§ **Activity**:
Answer these questions from the text on salt below:
1. How many years ago is the salt trade generally accepted to have begun?
2. Roughly what percentage of table salt is sodium?
3. What bodily function is sodium said to be vital to?

§ **Text passage**:
***
Like saturated fat or cholesterol, sodium has been vilified by conventional dietary wisdom. The refrain goes like this: when you eat salt, you retain more water and your blood pressure goes up, which will kill you eventually. Luckily for those of us who enjoy salt
(and flavor in general), this is not entirely true. Though salt has been one of the most sought-after commodities for centuries, our Paleo uber-parents ate very little of it. 8000 years is the generally accepted birth of the salt trade (and boderline worship), which is a few millennia shy of that 10,000-year Paleolithic benchmark. So does that mean salt isn’t Paleo? Not really. Remember, we’re using the cavemen as a logical framework and not as literal role models. So let’s take a look at the role salt plays
in our diet. Sodium is a mineral present in almost everything we eat, but usually only in trace amounts. Even table salt (sodium chloride) is only around 40% sodium. Trendier salts like Pink Himalayan Sea Salt or Green Dragon Panther Ocean Salt (I made up that second one) have the same amount of sodium, but higher amounts of trace minerals some health advocates find attractive. Frankly put, you need
salt. Not in a mushy, abstract, “I need to update my facebook status or I’ll figuratively die” kind of way, but in a “you must consume salt or you will literally die” kind of way. Sodium is vital to the body’s electrical signaling (now you know that “electrolyte”
***
§ **Free-text object descriptions**:
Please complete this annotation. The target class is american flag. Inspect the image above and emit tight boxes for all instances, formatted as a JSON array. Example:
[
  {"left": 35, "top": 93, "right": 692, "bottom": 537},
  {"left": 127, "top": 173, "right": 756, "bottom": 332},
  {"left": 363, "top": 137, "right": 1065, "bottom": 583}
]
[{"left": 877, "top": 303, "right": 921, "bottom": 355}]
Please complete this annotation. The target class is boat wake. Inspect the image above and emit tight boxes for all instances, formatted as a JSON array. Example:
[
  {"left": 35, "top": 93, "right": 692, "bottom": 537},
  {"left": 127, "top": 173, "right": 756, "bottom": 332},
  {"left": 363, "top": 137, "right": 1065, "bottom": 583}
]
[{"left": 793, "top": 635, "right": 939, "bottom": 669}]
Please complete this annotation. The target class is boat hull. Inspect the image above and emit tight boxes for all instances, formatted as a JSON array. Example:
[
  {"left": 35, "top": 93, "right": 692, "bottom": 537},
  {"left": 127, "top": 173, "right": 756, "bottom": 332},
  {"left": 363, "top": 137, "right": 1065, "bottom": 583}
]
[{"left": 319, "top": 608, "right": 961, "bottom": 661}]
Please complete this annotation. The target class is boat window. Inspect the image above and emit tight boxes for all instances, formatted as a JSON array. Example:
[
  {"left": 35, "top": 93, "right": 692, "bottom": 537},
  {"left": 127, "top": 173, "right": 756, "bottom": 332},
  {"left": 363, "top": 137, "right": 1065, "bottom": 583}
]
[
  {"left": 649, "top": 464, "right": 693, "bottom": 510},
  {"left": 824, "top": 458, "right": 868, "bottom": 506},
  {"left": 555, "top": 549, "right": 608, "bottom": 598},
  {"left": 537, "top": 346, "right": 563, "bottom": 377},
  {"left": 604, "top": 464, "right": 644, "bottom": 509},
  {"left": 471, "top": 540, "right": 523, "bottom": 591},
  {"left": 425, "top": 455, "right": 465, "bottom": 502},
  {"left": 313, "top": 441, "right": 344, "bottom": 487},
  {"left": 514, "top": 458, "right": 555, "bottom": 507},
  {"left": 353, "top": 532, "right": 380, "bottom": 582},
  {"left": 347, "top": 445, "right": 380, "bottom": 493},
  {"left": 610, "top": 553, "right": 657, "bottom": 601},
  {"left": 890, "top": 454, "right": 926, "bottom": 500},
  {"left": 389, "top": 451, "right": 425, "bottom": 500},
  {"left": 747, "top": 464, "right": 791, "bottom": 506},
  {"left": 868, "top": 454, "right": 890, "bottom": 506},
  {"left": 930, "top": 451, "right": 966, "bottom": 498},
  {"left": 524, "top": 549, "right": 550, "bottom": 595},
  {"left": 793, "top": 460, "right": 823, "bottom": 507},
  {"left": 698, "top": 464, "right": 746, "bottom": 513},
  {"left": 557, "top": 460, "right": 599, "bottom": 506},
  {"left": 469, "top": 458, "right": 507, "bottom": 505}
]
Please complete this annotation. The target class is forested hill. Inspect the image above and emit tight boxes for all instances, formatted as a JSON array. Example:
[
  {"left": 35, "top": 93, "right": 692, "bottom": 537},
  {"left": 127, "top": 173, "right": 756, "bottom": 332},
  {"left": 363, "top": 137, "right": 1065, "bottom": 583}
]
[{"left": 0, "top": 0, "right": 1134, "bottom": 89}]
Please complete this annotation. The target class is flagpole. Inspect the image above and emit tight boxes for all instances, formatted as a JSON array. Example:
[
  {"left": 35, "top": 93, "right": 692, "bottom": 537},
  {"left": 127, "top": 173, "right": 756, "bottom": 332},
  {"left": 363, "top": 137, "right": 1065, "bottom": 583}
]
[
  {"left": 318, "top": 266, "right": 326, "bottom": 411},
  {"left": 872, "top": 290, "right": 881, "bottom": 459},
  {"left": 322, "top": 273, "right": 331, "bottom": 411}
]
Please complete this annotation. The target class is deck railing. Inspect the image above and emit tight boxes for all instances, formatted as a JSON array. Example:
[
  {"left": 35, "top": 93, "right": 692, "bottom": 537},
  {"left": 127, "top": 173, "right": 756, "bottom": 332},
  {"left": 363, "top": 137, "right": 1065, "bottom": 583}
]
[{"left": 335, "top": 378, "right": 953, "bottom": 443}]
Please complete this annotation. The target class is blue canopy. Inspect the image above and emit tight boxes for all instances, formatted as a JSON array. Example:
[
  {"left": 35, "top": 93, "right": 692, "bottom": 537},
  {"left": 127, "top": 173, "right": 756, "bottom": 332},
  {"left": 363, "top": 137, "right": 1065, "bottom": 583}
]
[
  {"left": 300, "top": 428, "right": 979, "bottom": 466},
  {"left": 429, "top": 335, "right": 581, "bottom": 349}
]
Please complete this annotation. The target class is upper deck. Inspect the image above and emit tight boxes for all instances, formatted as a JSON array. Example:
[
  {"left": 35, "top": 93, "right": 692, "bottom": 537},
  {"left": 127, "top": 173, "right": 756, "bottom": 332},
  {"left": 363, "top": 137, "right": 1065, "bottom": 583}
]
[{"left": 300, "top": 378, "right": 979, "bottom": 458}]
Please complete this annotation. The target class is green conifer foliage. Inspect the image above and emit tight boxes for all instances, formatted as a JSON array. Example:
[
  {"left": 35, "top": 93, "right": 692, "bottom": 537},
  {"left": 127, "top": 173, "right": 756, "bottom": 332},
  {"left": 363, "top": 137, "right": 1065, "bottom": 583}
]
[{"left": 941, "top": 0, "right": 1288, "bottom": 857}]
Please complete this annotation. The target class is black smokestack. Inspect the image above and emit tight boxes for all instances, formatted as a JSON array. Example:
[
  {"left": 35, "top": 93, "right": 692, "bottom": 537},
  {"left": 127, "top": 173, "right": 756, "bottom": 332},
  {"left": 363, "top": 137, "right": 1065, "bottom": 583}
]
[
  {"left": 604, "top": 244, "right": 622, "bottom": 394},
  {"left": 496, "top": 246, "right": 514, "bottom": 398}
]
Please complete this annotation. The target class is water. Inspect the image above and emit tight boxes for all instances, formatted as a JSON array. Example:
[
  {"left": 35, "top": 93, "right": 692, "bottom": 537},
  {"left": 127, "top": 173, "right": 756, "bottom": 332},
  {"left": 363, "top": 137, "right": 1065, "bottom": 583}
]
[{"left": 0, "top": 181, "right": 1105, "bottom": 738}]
***
§ **Response to the exercise**:
1. 8000 years ago.
2. Around 40%.
3. The body's electrical signaling.